- TRAVAIL DEMANDÉ -
Recopiez, s'il vous plaît, le passage de l'article sur les frappes de drones qui commence aux mots « Obama_drones© Inconnu » et s'arrête après « 1,5 et 2 %. ».

- EXTRAIT DU DOCUMENT -
※
La scandaleuse impunité de l’assassinat par drones – 98 % des victimes d’attaques sont des civils

Traduit de l’anglais par Irisinda pour Le Grand Soir

Obama_drones© Inconnu

L’utilisation de la violence, que ce soit par les attaques de drones, l’emprisonnement et la torture dans des prisons comme Guantanamo fait, à présent, pourrait-on dire, partie de la culture américaine post 11 septembre 2001. Au nom de la lutte contre le terrorisme, les États-Unis attaquent systématiquement avec des drones, au Pakistan, au Yémen et en Somalie ; ils utilisent aussi des drones dans les invasions militaires d’Afghanistan, d’Irak et de Lybie.

Le Bureau du Journalisme investigateur [1] estime que 98 % des victimes d’attaques de drones sont des « dommages collatéraux » c’est-à-dire des civils. Bien que le gouvernement des États- Unis vante l’efficacité des drones, la réalité est différente. Le niveau de précision des drones est très faible, il fluctue entre 1,5 et 2 %.

Un article du Bureau du Journalisme investigateur, organisation indépendante, du mois de janvier de cette année dit :

« Il y a 5 ans, le 23 Janvier 2009, un drone de la CIA a détruit une maison au Pakistan. C’était le 3e jour de la présidence d’Obama et la première attaque masquée de ce nouveau Commandant en chef. Les premiers rapports affirmaient que 10 militants étaient morts dont des combattants étrangers. Mais très vite d’autres rapports faisaient état de victimes civiles ; plus tard, il fut confirmé que 9 de ces personnes étaient des civils dont la majorité étaient de la même famille. Il y eut un survivant, un adolescent de 14 ans, Fahim Qureshi, avec des blessures terribles dont des morceaux de métal dans l’estomac, une fracture du crane et la perte d’un œil. Peu après, ce même jour, la CIA attaqua une autre maison, ce fut une autre erreur. Dans cette deuxième attaque, entre 5 et 10 personnes sont mortes. C’étaient tous des civils [2]. »
※
- LISTE DES DONNÉES -
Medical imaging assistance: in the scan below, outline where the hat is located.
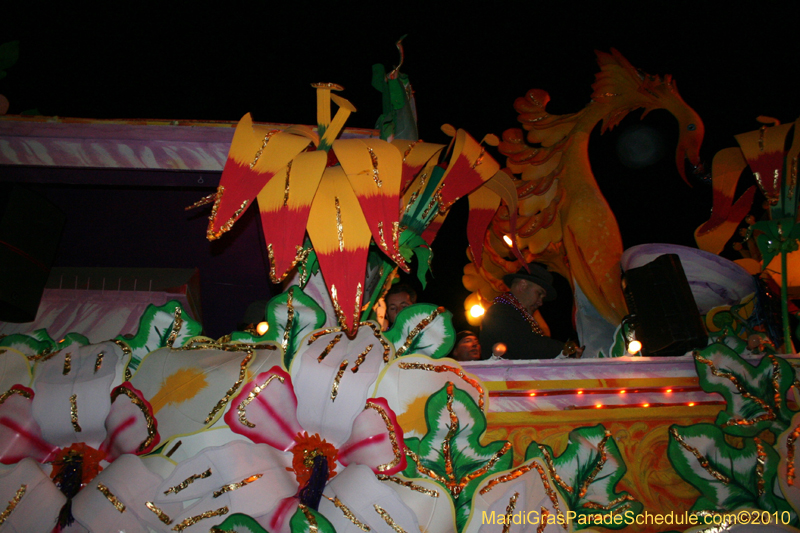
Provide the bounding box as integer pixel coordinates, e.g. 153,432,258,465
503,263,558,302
※
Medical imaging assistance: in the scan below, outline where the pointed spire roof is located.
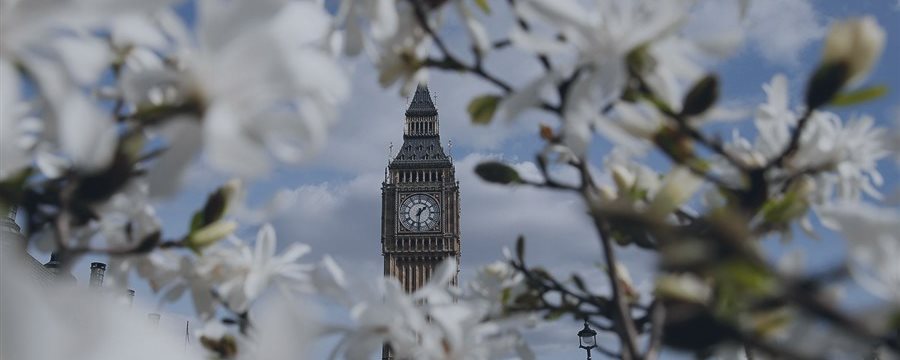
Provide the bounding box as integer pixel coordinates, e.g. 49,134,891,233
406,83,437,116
※
- RÉPONSE ATTENDUE -
Obama_drones© Inconnu

L’utilisation de la violence, que ce soit par les attaques de drones, l’emprisonnement et la torture dans des prisons comme Guantanamo fait, à présent, pourrait-on dire, partie de la culture américaine post 11 septembre 2001. Au nom de la lutte contre le terrorisme, les États-Unis attaquent systématiquement avec des drones, au Pakistan, au Yémen et en Somalie ; ils utilisent aussi des drones dans les invasions militaires d’Afghanistan, d’Irak et de Lybie.

Le Bureau du Journalisme investigateur [1] estime que 98 % des victimes d’attaques de drones sont des « dommages collatéraux » c’est-à-dire des civils. Bien que le gouvernement des États- Unis vante l’efficacité des drones, la réalité est différente. Le niveau de précision des drones est très faible, il fluctue entre 1,5 et 2 %.